Perinjelil V, Haake RS, Ahmed A, Al-Daoud F, Maraqa T, Mercer L, Wong K, Morris S, Scholten D, and Sachwani-Daswani G. A Single Center Review of the Dangers of Recreational Fires in the Pediatric Population. J Burn Care Res 2020.
J Burn Care Res
The increasing trend of admissions due to recreational fires prompted a 5-year review. The retrospective chart review of pediatric burn injuries from campfires or bonfires treated at a single medical center's burn unit. The study included children within the ages of 0 to 15 admitted or transferred from January 2012 to December 2016 with first, second, and/or third degree burns by bonfires. These patients accrued burns due to active fires as well as postfire ember contact. Two hundred-eighty nine (289) were pediatric admissions out of which 66 (22.8%) were pediatric admissions associated with recreational fires. The mean annual admission for campfire or bonfire burns was 13 ± .98. The mean age was 4 ± 2.47 years. Gender distribution revealed 21 female and 45 male pediatric patients under the age of 15. From the available data, 8 (12%) of these burns occurred at home in the backyard and 16 (24%) at a public camp or park. Injury mechanisms were more commonly a result of direct contact with hot coals and embers (65%). Falls into open flame accounted for 23% (n = 15) of injuries, and flash flames accounted for 12% of injuries (n = 8). The presence of supervision was unknown in 56%; however, lack of supervision was a factor in 14% of our study population. By gaining a better understanding of the type of injury, mechanism of injury, and the demographic of recreational fire burn victims, policy, and awareness campaigns were instituted in an effort to reduce the incidence of recreational fire burns.

(Recorded data)
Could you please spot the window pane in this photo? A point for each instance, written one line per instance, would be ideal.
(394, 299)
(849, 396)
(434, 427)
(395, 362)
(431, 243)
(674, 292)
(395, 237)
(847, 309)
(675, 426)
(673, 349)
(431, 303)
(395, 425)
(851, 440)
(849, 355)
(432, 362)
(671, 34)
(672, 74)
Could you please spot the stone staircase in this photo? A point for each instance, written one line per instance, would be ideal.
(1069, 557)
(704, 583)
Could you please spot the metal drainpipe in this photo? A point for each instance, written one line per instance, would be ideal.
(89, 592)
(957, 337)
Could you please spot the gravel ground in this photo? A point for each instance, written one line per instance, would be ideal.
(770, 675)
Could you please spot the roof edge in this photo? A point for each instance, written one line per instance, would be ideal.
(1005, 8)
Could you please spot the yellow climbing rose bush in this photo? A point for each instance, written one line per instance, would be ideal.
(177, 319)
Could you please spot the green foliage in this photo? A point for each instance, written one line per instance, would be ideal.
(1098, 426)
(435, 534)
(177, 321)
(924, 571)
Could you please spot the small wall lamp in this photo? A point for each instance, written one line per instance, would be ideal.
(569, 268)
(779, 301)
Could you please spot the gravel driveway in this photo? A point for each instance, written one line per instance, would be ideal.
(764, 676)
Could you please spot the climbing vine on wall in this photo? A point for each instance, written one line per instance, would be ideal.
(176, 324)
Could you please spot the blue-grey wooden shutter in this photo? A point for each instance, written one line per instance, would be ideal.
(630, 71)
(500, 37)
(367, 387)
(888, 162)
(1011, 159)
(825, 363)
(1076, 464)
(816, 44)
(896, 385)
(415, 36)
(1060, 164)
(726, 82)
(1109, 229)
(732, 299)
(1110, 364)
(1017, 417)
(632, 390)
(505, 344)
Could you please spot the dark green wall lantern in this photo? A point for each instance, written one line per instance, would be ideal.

• [Prompt 1] Copy the part of the burn study abstract starting with "Perinjelil V, Haake" and going on through "Care Res 2020.".
• [Prompt 2] What injury mechanisms does the burn study abstract report?
• [Prompt 3] In the burn study abstract, how many of the pediatric admissions were associated with recreational fires?

• [Your response 1]
Perinjelil V, Haake RS, Ahmed A, Al-Daoud F, Maraqa T, Mercer L, Wong K, Morris S, Scholten D, and Sachwani-Daswani G. A Single Center Review of the Dangers of Recreational Fires in the Pediatric Population. J Burn Care Res 2020.

• [Your response 2]
- Direct contact with hot coals and embers
- Falls into open flame
- Flash flames

• [Your response 3] 66 of the 289 pediatric admissions (22.8%).